▶ [Verilen metin]:
Toplumcu Demokrasi Partisi Genel Başkanı Cemal Özyiğit, KIB-TEK Yönetiminin pandemi ve ona bağlı ekonomik olumsuzluklar nedeniyle, borcunu ödeyemeyen dar ve sabit gelirli vatandaşların elektriklerinin kesilmesine onay verirken, milyonlarca liralık borcu olan “bazı imtiyazlı” kişilerin elektriğini kesmeye yanaşmadığını söyledi.
Özyiğit, “Bu haksızlık karşısında, EL-SEN yönetimi inisiyatif alıp imtiyazlıların elektriğini kesmeye yeltenince de kurum yönetimi çalışanları polise verip haklarında işlem yapılmasını istiyor” dedi.

▶ [Liste alıntısı]:

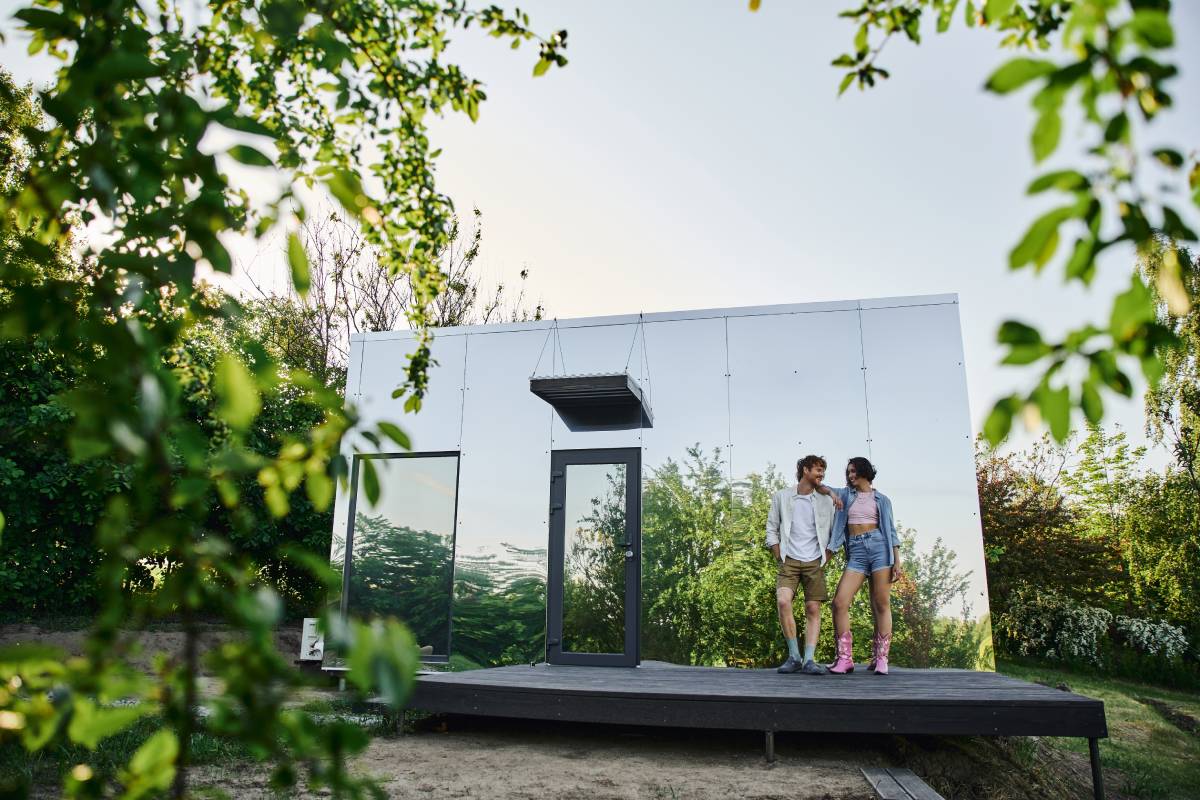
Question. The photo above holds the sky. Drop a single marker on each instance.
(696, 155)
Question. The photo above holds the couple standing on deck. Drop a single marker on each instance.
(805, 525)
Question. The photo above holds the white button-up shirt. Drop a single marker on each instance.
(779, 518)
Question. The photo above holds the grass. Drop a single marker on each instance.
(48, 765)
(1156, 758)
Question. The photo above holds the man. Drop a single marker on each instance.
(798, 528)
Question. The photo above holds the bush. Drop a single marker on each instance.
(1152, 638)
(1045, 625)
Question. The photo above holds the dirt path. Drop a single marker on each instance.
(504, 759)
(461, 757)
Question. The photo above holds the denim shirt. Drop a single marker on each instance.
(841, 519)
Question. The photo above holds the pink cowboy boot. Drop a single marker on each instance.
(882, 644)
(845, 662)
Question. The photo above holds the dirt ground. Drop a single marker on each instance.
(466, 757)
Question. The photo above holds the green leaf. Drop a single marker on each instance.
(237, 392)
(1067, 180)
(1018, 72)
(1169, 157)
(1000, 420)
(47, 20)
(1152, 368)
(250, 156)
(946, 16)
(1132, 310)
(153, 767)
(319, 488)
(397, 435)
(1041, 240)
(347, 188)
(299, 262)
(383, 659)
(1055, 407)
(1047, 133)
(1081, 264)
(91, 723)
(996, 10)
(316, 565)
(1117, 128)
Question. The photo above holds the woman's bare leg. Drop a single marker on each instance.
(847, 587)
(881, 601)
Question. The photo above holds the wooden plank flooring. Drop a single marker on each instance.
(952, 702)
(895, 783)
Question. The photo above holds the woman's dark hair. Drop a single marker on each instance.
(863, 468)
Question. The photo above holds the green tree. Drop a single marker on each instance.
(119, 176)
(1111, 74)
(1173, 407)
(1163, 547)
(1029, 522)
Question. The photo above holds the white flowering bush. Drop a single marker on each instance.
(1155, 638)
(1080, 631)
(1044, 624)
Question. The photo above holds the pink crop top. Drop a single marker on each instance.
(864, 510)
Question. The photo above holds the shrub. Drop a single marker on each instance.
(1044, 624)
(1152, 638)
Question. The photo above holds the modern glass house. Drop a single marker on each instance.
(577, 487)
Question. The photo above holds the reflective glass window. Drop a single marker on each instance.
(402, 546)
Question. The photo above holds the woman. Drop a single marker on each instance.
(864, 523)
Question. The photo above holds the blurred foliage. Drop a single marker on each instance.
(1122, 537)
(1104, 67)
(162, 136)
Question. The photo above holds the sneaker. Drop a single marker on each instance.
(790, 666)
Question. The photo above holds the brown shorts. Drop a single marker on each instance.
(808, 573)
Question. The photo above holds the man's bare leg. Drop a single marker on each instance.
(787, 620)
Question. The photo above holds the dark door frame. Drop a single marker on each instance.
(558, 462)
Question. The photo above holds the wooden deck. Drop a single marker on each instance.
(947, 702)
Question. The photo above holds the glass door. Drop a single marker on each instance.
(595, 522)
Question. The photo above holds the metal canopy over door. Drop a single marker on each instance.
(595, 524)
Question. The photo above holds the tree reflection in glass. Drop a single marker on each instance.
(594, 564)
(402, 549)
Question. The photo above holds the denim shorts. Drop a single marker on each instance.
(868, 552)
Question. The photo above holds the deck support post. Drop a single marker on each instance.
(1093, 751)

▶ [Görev yönergesi]: KIB-TEK'teki elektrik kesintileriyle ilgili metne göre şu ifadelerin her birinin doğru olup olmadığını evet ya da hayır diye belirtin ve kararı veren sözleri metinden değiştirmeden alıntılayın: (a) Özyiğit'e göre KIB-TEK yönetimi, borcunu ödeyemeyen dar ve sabit gelirli vatandaşların elektriğinin kesilmesine onay verdi. (b) Özyiğit'e göre KIB-TEK yönetimi, yüksek borcu olan imtiyazlı kişilerin elektriğini kesmeye hemen razı oldu. (c) Özyiğit'e göre kurum yönetimi, imtiyazlıların elektriğini kesmeye yeltenen çalışanlar hakkında herhangi bir işlem istemedi. Liste, metinle hiçbir bakımdan ilgili değildir.

▶ [Yazılı çözüm]:
(a) Evet: "borcunu ödeyemeyen dar ve sabit gelirli vatandaşların elektriklerinin kesilmesine onay verirken"
(b) Hayır: "milyonlarca liralık borcu olan “bazı imtiyazlı” kişilerin elektriğini kesmeye yanaşmadığını söyledi"
(c) Hayır: "kurum yönetimi çalışanları polise verip haklarında işlem yapılmasını istiyor"